• Assignment:
Exactly as they stand, give the records below again, with no images.

• Supplied records:

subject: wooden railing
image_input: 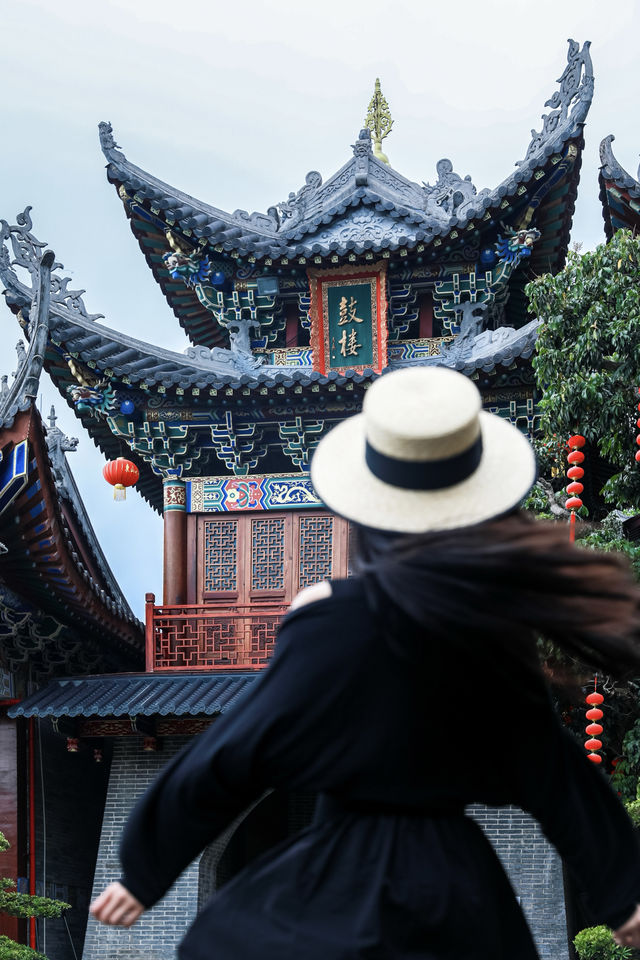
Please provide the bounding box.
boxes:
[144,593,287,672]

• Solution:
subject: wooden railing
image_input: 
Please provide the bounding box.
boxes:
[144,593,287,672]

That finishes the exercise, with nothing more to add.